Each line of the data must be reproduced as it appears.

Data records.
# # # # # # #

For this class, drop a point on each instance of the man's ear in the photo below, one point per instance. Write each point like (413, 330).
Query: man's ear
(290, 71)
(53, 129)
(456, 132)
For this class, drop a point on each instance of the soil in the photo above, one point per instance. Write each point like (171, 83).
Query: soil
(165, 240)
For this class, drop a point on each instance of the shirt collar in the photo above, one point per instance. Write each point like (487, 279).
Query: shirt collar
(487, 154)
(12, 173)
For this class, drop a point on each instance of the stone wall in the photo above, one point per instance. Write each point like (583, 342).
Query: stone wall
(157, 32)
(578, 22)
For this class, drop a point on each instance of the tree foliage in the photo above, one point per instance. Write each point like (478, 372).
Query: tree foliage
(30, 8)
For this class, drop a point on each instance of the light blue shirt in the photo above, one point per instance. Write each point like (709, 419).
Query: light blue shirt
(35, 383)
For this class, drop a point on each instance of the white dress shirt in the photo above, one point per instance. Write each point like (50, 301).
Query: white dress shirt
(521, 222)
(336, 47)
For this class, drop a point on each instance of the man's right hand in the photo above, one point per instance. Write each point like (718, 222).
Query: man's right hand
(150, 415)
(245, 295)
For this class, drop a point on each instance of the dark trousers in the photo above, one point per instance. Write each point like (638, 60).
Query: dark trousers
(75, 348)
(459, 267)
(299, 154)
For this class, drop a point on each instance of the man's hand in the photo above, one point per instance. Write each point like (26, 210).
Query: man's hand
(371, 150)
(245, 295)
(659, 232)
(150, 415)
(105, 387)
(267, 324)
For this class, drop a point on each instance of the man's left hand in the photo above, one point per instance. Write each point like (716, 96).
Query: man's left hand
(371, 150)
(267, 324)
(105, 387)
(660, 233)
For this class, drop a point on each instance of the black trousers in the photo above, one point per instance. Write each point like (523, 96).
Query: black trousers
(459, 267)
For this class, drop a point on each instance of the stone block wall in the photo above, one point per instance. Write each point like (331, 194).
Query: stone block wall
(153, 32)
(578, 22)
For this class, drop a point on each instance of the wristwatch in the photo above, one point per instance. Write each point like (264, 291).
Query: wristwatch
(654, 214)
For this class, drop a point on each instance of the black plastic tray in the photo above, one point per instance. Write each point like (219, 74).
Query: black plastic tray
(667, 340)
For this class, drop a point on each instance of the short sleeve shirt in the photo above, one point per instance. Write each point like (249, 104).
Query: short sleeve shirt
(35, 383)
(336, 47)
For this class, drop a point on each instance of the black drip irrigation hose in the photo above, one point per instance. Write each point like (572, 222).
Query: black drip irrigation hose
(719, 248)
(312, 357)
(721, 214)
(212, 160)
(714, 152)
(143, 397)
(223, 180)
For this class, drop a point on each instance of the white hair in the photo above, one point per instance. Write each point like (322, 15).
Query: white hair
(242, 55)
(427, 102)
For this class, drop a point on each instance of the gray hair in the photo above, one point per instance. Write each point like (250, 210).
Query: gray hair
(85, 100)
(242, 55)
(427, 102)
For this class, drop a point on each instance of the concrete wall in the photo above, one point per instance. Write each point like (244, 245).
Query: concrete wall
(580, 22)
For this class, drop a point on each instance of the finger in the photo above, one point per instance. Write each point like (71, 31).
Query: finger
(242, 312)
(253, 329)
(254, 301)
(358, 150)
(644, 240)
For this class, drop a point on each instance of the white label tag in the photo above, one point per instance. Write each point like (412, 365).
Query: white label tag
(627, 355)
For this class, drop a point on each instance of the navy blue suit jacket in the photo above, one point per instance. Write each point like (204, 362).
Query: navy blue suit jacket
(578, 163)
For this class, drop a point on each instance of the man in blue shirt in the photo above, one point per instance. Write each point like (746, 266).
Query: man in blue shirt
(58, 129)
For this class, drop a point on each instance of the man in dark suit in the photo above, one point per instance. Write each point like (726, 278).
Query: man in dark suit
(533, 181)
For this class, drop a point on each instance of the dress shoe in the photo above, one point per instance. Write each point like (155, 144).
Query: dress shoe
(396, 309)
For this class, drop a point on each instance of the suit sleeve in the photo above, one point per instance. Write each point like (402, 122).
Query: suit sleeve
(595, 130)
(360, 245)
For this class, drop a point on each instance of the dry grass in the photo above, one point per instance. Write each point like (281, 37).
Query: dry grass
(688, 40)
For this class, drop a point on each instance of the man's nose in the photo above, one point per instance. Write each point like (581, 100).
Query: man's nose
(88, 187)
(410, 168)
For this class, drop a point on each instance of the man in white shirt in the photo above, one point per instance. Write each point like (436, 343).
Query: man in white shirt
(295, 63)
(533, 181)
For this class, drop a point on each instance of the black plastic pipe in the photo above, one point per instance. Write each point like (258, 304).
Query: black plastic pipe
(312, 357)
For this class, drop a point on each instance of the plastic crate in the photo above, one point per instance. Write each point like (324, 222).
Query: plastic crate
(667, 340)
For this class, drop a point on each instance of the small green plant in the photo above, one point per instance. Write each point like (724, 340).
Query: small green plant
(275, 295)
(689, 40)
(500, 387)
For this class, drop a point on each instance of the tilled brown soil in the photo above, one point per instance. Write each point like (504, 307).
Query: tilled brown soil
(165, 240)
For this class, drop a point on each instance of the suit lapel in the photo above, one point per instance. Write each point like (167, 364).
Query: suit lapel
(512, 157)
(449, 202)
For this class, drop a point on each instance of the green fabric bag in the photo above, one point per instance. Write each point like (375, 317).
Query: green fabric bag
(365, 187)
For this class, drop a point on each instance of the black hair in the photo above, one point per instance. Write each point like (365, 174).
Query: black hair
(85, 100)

# # # # # # #

RESPONSE FOR THIS EXERCISE.
For this class, drop a point on each instance of the man's ear in the photo below, one point per instance. Write each point like (413, 330).
Query: man's ear
(290, 71)
(53, 129)
(456, 132)
For this class, drop a point on each instance of the soil in the photo above, one point per instance. Write each point like (171, 83).
Query: soil
(165, 240)
For this class, drop a point on each instance of the shirt collar in the photo above, one point per instance. Write each point like (487, 279).
Query: shirt collar
(487, 154)
(12, 173)
For this class, drop a point on each instance of the stone wall in the photo above, one point per instance. Write each point like (583, 342).
Query: stone wall
(157, 32)
(578, 22)
For this class, drop a point on each instance of the tree foliage in the photo above, one point per instance. Write each point like (478, 372).
Query: tree foliage
(30, 8)
For this class, drop a point on each instance of the light blue shirt in the photo above, one point per instance. Write each point like (709, 419).
Query: light blue shirt
(35, 383)
For this class, drop a point on each instance of the white dress shirt in the photo above, one point per instance. Write each point like (50, 301).
Query: white dress shirt
(521, 222)
(336, 47)
For this class, drop a point on each instance of the man's right hand in the photo above, one point per instance. Write each point like (718, 222).
Query: man's right hand
(150, 415)
(245, 295)
For this class, drop a point on each instance of the dark trousers in the photo above, one point per instance. Write each point like (638, 60).
Query: dark trousers
(75, 348)
(459, 267)
(299, 154)
For this class, drop a point on each instance of the man's hand in the photo above, one point per instance. Write each point like (26, 210).
Query: man's hand
(371, 150)
(245, 295)
(659, 232)
(150, 415)
(105, 387)
(267, 324)
For this class, drop a point on each instance of the man's left hand in the photo above, one point per instance. Write each point like (716, 96).
Query: man's left hand
(371, 150)
(267, 324)
(105, 387)
(660, 233)
For this class, drop a point on each instance of the black trousers in the photo above, one point per instance. Write each point like (523, 96).
Query: black trousers
(459, 267)
For this class, drop a point on each instance of the stone block wall in the photo above, one point per instance. Write each point like (331, 194).
Query: stone block wall
(153, 32)
(578, 22)
For this class, drop a point on each instance of the wristwatch in the photo above, one point per instance. Write each point like (264, 291).
Query: wristwatch
(654, 214)
For this class, drop a point on each instance of the black plastic tray in the photo above, one point per instance. Write each point like (219, 74).
Query: black plastic tray
(667, 340)
For this class, drop a point on each instance of the short sleeve shirt in the photo above, one point per instance. Write each point like (249, 104).
Query: short sleeve shirt
(35, 383)
(336, 47)
For this class, drop a point on each instance of the black drip irrigation hose in the photo above, one point per instance. Write each point like (572, 222).
Query: black drip irrigation hose
(719, 248)
(312, 357)
(721, 214)
(212, 160)
(714, 152)
(143, 397)
(223, 180)
For this class, drop a point on each instance of the white hair in the photo above, one point per instance. Write each point like (322, 15).
Query: white hair
(242, 55)
(427, 102)
For this class, drop a point on each instance of the gray hair in the photo above, one point per instance. Write each point like (250, 210).
Query: gray hair
(85, 100)
(242, 55)
(427, 102)
For this class, drop a point on each instance of the concrete wall in the photo above, one point per instance. Write each point like (244, 245).
Query: concrete wall
(580, 22)
For this class, drop a point on each instance of the finger in the photo above, one point per instance. Write each point like (71, 31).
Query: finger
(242, 312)
(253, 329)
(254, 301)
(358, 150)
(644, 240)
For this class, drop a point on each instance of the white label tag in the photo above, one point per instance. Write each point like (412, 365).
Query: white label tag
(627, 355)
For this class, drop a point on each instance of the navy blue suit jacket in the photo above, one point per instance. Write each point like (204, 362).
Query: navy blue suit jacket
(578, 163)
For this class, drop a point on each instance of the man in blue shirt in the photo above, one point per instance. Write each point like (746, 266).
Query: man in blue shirt
(58, 129)
For this class, drop a point on each instance of the man in dark suit in the photo above, one point per instance. Write each point like (726, 278).
Query: man in dark suit
(533, 181)
For this class, drop a point on each instance of the dress shoe in the photo above, one point per instance. Write each point like (155, 144).
Query: dress shoe
(396, 309)
For this class, drop a point on each instance of the suit sleeve in the photo above, one point per instance. Write each point like (402, 122).
Query: suit sleeve
(595, 130)
(360, 245)
For this class, drop a point on each instance of the dry grass in the photo above, one point per instance. Write each point like (281, 37).
Query: dry grass
(688, 40)
For this class, drop a point on each instance of the man's nose in the photo above, one point per instance. Write each point like (581, 100).
Query: man's nose
(88, 187)
(410, 168)
For this class, drop a point on each instance of the man in white shirt in the photo above, one point per instance. Write each point like (436, 343).
Query: man in white shirt
(295, 63)
(533, 181)
For this class, drop a point on each instance of the black plastic pipe in the photo above, one point per instance. Write each point like (258, 304).
Query: black plastic pipe
(312, 357)
For this class, drop a point on each instance of the plastic crate in the photo above, one point per instance. Write each point like (324, 222).
Query: plastic crate
(667, 340)
For this class, drop a point on each instance of the small green plant in the photo above, one point per instance. Write each point like (724, 340).
Query: small green plant
(275, 295)
(689, 40)
(500, 387)
For this class, drop a point on each instance of the tilled brown soil in the photo above, one point per instance. Write each point like (504, 307).
Query: tilled brown soil
(165, 240)
For this class, drop a point on each instance of the suit lapel in the photo above, one point per instance. Write each point like (167, 364).
Query: suit lapel
(512, 157)
(449, 202)
For this class, drop a point on each instance of the green fabric bag in the photo above, one point per instance. Write each point like (375, 317).
Query: green fabric bag
(365, 187)
For this class, drop a point on each instance of the black hair in the photo above, one point per instance. Write each point like (365, 174).
Query: black hair
(85, 100)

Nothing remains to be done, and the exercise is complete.